Scan the records below for the line containing "Where can the herringbone" and the line containing "Where can the second". Copy both, plus every line between, exactly.

INPUT RECORDS Start Marker

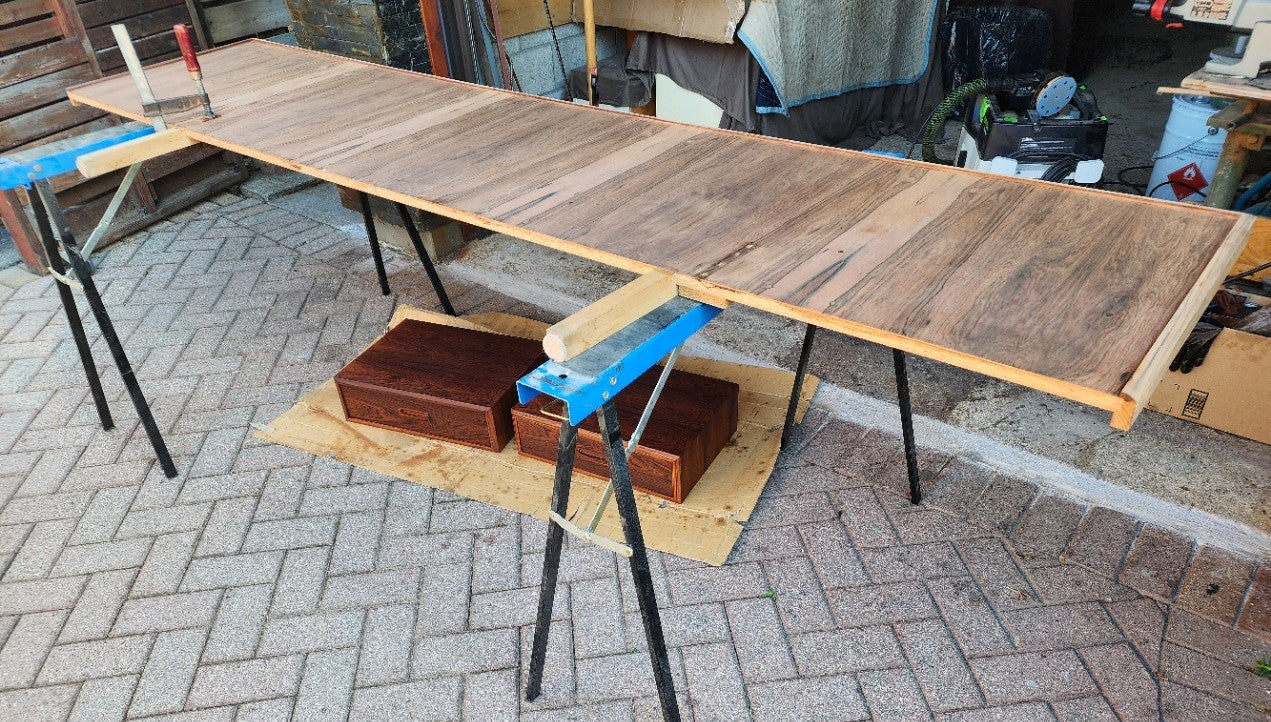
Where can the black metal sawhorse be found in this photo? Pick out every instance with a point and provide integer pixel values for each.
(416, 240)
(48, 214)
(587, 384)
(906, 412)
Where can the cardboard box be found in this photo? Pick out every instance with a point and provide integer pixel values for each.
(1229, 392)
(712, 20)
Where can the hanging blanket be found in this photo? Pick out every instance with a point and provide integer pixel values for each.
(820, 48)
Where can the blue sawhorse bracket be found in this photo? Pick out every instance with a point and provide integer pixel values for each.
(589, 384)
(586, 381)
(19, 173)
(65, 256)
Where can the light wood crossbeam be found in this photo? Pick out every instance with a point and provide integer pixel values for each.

INPUT RECORDS End Marker
INPUT RECORDS Start Marker

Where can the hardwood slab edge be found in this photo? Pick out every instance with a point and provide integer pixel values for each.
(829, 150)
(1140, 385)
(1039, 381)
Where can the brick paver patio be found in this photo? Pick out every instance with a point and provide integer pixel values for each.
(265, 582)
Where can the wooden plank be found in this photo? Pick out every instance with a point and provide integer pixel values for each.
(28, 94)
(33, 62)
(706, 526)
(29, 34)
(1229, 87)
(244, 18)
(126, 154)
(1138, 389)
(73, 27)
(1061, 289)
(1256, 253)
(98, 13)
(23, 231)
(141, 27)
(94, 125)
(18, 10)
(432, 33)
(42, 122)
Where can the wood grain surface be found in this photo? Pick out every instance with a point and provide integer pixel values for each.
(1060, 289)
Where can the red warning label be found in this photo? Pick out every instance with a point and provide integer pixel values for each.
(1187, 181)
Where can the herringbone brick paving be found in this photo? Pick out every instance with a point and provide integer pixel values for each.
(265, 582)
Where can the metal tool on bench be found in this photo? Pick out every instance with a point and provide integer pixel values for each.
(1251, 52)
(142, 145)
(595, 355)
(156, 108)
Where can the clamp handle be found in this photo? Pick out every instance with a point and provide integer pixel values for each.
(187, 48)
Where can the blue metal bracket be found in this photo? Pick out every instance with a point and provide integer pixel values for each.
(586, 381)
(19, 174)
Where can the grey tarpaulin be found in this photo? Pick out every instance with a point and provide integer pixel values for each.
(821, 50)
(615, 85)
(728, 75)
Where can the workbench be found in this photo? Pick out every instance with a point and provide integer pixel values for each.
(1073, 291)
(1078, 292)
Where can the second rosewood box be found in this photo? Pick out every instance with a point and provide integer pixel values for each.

INPUT RECORDS End Marker
INPUT RECORDS Start Marker

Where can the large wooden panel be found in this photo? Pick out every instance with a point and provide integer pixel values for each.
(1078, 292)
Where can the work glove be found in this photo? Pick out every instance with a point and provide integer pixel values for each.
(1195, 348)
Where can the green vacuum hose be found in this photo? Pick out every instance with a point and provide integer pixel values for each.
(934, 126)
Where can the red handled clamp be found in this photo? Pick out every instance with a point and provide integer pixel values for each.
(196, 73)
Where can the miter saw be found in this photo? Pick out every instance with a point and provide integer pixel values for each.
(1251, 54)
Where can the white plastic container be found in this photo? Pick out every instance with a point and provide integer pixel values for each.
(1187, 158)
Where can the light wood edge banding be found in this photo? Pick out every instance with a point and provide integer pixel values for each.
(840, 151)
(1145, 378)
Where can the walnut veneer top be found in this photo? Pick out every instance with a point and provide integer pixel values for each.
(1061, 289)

INPUT RECORDS End Marker

OUTPUT FOR THIS TASK —
Where can the herringbone brick paving be found in this photo? Pick out every instance with a point and provide integer pixel values for each.
(265, 582)
Where can the metal tool on bench be found in this photo? Pick out every instance with a point and provide integer pixel values for each.
(1251, 52)
(142, 145)
(595, 355)
(156, 108)
Where can the clamp handle be found in this photo? Pick out every instance with a point and provide integer pixel values for each.
(187, 48)
Where can the blue metal bracket be found in this photo? Pick out every instance with a point and provide integer pixel values for each.
(586, 381)
(19, 174)
Where can the grey tarpaulin be found in this photo? Pick out every instance with a point and provide integer pixel values for each.
(821, 50)
(615, 85)
(728, 75)
Where can the workbench be found in this photo? Pick out every instance with a point and provide integer pixel values for each.
(1073, 291)
(1078, 292)
Where can the second rosewood box be found in this photo? Pick out every instance with a point and provide integer pixel values for each.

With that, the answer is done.